[Materials provided]
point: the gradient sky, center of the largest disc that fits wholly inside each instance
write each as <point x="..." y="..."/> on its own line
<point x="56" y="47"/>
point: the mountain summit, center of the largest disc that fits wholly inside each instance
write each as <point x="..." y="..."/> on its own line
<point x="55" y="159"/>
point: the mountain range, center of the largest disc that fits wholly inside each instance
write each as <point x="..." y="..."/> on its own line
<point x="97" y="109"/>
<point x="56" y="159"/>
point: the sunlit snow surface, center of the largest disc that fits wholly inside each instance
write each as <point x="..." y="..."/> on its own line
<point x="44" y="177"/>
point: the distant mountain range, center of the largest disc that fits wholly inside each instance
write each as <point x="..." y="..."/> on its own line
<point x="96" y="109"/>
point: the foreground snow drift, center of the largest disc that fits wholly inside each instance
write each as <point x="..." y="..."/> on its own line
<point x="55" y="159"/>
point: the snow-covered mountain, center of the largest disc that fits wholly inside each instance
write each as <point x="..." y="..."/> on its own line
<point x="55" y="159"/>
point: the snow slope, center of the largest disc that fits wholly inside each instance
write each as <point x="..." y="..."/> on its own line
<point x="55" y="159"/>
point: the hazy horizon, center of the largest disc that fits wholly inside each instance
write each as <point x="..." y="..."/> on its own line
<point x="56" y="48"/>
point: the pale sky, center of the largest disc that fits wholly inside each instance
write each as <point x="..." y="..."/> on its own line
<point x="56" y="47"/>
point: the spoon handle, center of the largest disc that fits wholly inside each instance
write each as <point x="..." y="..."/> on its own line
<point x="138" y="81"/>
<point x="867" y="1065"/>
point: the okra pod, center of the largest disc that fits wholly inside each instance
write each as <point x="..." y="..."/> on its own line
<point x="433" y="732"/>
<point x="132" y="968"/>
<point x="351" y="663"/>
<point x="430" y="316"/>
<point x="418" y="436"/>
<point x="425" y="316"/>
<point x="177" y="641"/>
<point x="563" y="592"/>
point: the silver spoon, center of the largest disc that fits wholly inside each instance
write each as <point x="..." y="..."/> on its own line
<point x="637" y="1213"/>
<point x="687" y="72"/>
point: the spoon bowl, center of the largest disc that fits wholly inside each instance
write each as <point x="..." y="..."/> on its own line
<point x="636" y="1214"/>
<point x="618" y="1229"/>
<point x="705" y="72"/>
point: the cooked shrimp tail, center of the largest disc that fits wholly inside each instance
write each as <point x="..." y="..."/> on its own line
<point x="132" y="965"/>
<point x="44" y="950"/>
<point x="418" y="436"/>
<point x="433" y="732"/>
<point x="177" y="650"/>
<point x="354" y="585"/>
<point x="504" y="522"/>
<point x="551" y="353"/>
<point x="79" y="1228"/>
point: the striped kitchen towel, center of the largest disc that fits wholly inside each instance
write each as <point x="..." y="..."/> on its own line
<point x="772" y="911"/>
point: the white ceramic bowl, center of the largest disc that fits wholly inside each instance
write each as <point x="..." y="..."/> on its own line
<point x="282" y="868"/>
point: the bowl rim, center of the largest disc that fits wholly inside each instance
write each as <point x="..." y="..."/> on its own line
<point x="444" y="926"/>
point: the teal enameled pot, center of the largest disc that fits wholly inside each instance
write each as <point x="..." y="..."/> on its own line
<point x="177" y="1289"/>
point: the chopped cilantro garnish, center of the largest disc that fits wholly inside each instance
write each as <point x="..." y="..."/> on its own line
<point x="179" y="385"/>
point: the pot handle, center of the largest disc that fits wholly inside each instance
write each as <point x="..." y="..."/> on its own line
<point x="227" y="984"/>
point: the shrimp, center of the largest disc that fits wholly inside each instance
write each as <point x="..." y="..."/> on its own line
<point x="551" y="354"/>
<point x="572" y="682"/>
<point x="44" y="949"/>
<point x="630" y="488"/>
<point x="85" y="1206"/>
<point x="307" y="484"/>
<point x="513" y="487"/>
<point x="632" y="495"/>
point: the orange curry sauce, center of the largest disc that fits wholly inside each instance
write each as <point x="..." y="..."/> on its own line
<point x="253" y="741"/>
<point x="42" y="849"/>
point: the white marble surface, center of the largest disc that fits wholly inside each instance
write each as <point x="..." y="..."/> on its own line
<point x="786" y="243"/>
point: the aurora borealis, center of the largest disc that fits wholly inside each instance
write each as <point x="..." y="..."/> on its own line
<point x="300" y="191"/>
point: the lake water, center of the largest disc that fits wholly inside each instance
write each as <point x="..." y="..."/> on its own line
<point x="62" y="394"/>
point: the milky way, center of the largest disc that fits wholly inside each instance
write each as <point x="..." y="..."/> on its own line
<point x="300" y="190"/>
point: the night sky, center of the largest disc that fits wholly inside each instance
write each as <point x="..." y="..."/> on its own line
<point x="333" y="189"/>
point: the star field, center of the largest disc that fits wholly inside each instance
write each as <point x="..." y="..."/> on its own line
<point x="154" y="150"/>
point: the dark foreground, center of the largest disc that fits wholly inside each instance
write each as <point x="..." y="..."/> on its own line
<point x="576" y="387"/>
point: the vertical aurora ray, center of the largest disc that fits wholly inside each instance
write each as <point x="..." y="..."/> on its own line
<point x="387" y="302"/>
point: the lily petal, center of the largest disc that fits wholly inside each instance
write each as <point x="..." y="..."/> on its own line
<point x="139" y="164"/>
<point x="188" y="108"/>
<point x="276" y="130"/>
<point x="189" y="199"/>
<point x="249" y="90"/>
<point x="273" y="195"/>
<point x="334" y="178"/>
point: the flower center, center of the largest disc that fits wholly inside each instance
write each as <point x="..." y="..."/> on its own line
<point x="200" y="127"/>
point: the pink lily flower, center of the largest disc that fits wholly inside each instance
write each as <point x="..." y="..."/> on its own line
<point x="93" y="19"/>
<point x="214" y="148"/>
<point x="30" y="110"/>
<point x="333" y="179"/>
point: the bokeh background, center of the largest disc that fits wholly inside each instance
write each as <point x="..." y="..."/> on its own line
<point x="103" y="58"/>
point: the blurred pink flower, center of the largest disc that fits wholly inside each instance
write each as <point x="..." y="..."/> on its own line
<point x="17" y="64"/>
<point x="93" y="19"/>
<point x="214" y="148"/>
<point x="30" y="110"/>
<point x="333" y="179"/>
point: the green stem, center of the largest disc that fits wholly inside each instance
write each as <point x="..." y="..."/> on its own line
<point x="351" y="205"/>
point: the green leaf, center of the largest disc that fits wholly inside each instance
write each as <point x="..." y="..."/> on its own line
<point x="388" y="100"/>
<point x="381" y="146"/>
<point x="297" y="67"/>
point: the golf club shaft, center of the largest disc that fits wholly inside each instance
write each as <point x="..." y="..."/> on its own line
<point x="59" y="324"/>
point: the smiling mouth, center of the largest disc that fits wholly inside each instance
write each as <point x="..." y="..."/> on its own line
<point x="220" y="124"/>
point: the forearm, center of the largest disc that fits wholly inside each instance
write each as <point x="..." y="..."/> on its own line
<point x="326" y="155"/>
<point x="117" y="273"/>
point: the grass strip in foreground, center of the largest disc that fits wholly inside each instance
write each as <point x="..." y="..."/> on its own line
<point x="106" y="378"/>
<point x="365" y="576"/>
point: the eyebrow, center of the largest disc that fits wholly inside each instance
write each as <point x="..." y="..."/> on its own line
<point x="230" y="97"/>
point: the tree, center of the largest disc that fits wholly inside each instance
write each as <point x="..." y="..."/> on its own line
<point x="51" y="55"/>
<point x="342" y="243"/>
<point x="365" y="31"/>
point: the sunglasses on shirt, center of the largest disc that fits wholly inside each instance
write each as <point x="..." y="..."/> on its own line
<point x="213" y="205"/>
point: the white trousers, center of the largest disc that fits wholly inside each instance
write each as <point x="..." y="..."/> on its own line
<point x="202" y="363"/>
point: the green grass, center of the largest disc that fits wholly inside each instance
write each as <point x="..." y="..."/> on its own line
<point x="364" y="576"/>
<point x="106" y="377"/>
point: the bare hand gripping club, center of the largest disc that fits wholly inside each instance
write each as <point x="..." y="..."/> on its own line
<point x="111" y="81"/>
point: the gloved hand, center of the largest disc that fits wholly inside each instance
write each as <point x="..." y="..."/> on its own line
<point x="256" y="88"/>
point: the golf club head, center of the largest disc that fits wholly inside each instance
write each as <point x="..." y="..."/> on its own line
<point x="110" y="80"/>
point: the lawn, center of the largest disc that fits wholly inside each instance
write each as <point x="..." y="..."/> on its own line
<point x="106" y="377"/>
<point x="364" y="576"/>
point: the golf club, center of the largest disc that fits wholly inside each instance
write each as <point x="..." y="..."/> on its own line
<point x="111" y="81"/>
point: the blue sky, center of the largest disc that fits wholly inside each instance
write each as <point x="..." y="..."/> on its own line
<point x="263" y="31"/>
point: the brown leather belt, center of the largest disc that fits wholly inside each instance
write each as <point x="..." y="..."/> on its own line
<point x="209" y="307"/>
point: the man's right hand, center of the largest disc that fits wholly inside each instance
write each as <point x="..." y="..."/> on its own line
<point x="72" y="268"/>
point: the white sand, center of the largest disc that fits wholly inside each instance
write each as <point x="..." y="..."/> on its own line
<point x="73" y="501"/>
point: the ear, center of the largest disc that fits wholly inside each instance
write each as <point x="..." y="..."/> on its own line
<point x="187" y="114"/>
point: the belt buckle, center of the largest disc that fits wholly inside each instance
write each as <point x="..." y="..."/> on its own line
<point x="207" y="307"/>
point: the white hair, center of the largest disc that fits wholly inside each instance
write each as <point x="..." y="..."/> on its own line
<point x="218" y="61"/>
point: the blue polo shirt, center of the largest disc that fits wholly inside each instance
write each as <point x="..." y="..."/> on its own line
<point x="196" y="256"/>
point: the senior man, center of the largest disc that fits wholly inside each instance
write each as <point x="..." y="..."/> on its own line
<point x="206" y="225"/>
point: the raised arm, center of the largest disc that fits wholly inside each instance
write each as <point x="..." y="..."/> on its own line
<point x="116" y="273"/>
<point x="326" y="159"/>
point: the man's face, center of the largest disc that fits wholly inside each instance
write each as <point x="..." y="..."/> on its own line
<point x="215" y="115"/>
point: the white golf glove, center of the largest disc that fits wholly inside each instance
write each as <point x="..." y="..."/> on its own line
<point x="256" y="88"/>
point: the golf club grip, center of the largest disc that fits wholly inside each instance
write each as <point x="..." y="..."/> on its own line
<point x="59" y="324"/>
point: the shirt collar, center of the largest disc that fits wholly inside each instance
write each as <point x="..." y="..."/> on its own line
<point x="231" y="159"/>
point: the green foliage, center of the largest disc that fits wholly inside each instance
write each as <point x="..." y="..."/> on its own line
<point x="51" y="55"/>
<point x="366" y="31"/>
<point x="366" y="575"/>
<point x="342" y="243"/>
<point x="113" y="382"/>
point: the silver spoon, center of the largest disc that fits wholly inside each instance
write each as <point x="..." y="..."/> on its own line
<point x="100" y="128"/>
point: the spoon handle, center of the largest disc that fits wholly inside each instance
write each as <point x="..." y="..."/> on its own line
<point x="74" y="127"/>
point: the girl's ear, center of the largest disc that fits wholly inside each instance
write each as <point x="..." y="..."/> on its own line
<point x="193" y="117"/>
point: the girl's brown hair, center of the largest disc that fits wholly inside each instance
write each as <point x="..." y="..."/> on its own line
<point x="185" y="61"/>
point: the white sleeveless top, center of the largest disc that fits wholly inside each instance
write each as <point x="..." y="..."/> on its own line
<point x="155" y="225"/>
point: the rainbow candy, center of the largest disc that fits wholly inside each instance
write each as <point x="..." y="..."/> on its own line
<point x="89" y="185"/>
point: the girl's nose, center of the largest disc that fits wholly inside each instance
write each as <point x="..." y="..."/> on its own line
[/Materials provided]
Print only what lies in the material above starting at the line with "point: the golf club shaft, center" and ending at the line with "point: the smiling", every line exactly as given.

# Result:
point: the golf club shaft, center of the largest disc that fits wholly inside each instance
write each as <point x="..." y="..."/> on its own line
<point x="59" y="324"/>
point: the smiling mouth, center of the largest disc that fits wholly inside each instance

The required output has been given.